Task description:
Return, word for word, the line containing "Target: dark storm cloud" and every line after it through the last line of the records below.

Start of Data for analysis

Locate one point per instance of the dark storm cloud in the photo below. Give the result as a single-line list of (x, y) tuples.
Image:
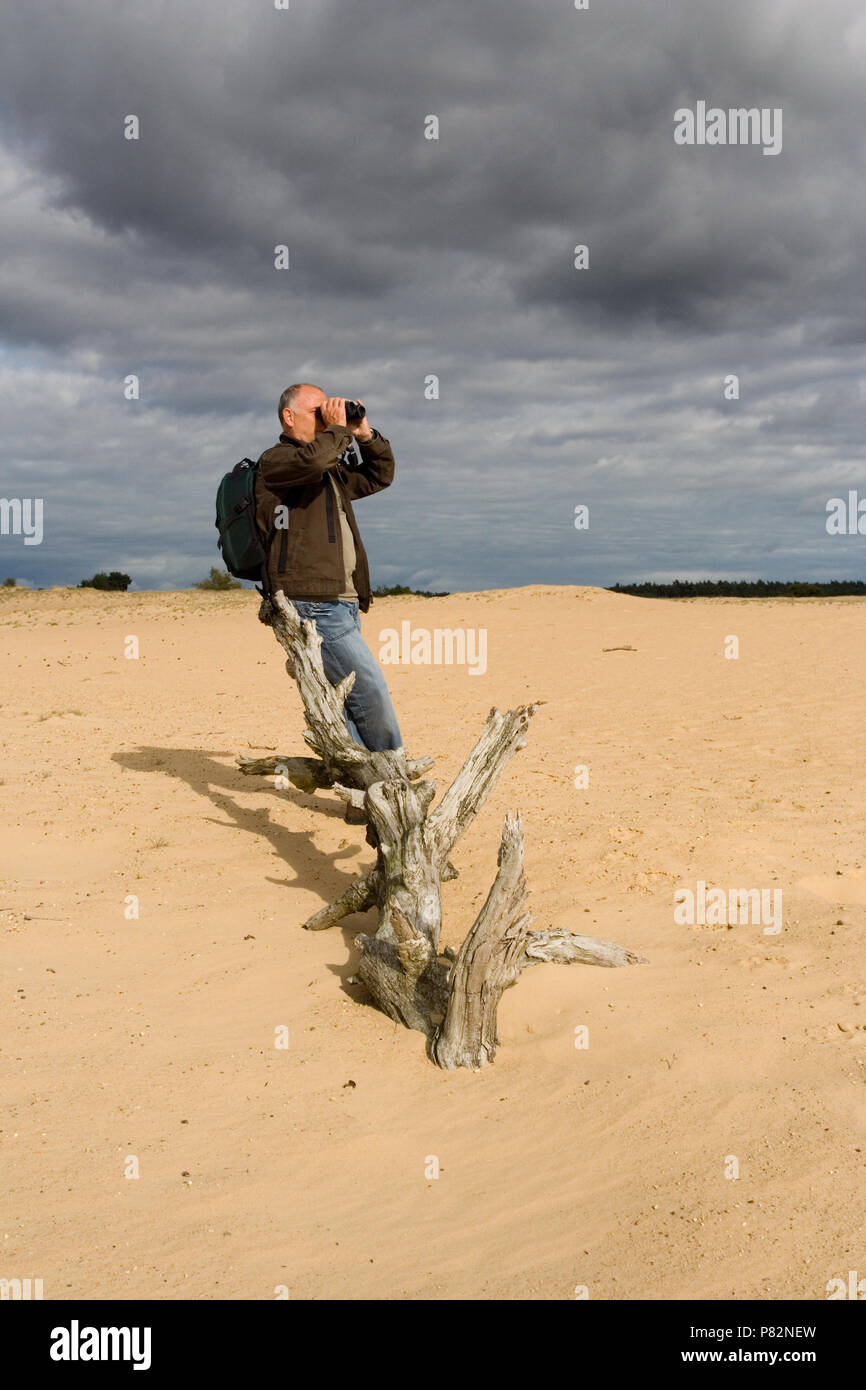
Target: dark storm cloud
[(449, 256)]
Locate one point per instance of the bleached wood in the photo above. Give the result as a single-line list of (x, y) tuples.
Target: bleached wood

End of Data for analysis

Response to the task:
Target: dark storm cloud
[(449, 256)]
Locate one point per instance of the bleached wood in the photo above. Give the result as a single-line list of (x, y) tuples.
Target: bleached wood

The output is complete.